■ **WHAT THIS TASK INVOLVES**:
Return, word for word, the part of the items below that opens with the line containing "point_to(query) puts a dot on the rear window, one" and closes with the line containing "column 779, row 66", including both of those lines.

---------- GIVEN DATA

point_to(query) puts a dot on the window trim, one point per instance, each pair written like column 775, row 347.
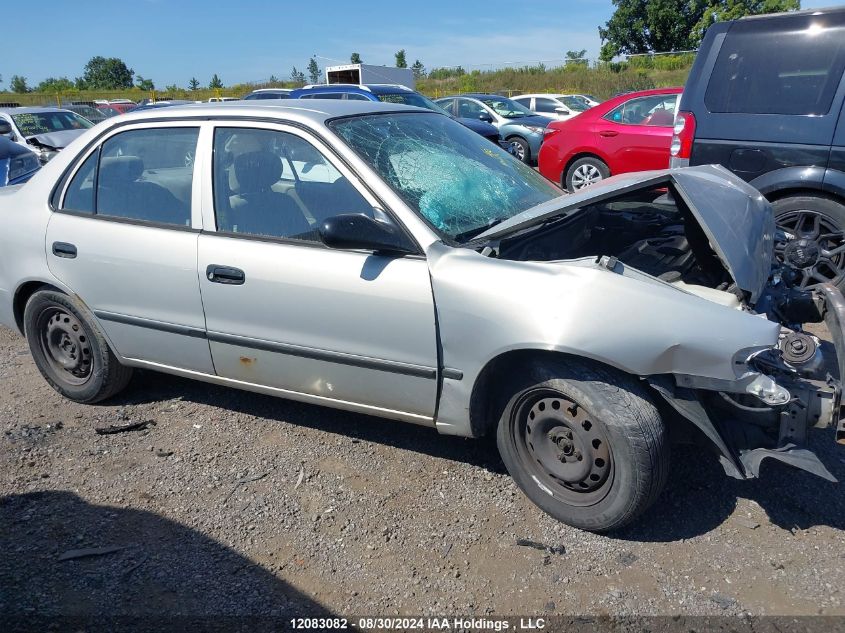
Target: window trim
column 204, row 154
column 209, row 212
column 62, row 186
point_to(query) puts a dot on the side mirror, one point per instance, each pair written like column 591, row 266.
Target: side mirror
column 357, row 231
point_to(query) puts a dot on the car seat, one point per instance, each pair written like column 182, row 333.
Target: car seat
column 256, row 208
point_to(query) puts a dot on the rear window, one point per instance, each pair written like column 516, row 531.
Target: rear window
column 779, row 66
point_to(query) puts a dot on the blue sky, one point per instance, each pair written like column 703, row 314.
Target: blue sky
column 171, row 41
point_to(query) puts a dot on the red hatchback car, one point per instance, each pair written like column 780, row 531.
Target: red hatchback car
column 631, row 132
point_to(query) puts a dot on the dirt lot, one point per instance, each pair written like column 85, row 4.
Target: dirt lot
column 234, row 503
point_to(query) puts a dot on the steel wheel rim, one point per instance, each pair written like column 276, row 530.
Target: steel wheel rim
column 565, row 450
column 585, row 175
column 815, row 246
column 65, row 346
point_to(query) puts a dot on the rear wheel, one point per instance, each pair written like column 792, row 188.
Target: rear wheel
column 585, row 172
column 815, row 239
column 69, row 349
column 585, row 443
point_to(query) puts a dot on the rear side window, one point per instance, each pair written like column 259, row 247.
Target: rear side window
column 142, row 175
column 781, row 66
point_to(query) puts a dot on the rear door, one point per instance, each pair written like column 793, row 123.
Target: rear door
column 124, row 239
column 350, row 328
column 636, row 135
column 768, row 94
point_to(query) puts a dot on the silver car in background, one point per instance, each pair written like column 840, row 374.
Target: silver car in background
column 387, row 260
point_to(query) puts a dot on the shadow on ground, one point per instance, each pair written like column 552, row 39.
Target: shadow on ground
column 698, row 498
column 165, row 576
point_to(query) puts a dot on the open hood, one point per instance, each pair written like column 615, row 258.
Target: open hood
column 735, row 217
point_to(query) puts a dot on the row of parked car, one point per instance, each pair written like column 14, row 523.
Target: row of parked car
column 388, row 260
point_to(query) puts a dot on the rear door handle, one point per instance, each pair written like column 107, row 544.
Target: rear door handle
column 63, row 249
column 225, row 275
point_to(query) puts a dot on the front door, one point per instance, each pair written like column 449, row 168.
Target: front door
column 637, row 134
column 125, row 242
column 348, row 328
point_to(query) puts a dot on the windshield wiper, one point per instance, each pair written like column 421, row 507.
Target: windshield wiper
column 467, row 236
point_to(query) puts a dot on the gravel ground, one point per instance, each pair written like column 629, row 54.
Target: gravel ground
column 234, row 504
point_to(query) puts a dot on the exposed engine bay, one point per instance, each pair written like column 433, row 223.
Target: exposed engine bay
column 786, row 390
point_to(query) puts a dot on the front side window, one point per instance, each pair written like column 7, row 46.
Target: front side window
column 144, row 175
column 506, row 108
column 546, row 105
column 657, row 110
column 455, row 179
column 790, row 66
column 470, row 109
column 34, row 123
column 275, row 184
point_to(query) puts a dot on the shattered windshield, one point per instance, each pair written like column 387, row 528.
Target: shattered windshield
column 32, row 123
column 457, row 180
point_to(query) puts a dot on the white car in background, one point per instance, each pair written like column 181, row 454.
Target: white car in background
column 557, row 106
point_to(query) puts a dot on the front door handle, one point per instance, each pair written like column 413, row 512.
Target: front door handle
column 63, row 249
column 225, row 275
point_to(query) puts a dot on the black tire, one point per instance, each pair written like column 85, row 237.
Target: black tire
column 821, row 222
column 519, row 147
column 69, row 349
column 614, row 427
column 584, row 172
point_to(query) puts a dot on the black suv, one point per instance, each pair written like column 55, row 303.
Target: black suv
column 765, row 99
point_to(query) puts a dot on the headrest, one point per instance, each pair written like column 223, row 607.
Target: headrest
column 257, row 171
column 118, row 169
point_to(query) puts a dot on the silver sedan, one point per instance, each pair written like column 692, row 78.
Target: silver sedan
column 387, row 260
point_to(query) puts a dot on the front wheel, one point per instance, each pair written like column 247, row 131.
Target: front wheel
column 69, row 349
column 814, row 228
column 585, row 443
column 585, row 172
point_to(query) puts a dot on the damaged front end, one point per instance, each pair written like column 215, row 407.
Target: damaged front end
column 707, row 233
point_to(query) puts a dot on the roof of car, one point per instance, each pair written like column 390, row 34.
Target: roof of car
column 307, row 110
column 31, row 109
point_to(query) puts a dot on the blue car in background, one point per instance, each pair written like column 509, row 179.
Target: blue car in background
column 391, row 93
column 523, row 130
column 17, row 164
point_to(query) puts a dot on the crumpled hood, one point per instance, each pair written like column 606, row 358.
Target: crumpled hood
column 56, row 140
column 736, row 218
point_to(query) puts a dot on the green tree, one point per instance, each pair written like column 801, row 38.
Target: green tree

--------------------

■ **SOLUTION**:
point_to(query) puts a dot on the rear window, one point per instance, each pair written like column 516, row 531.
Target: rear window
column 779, row 66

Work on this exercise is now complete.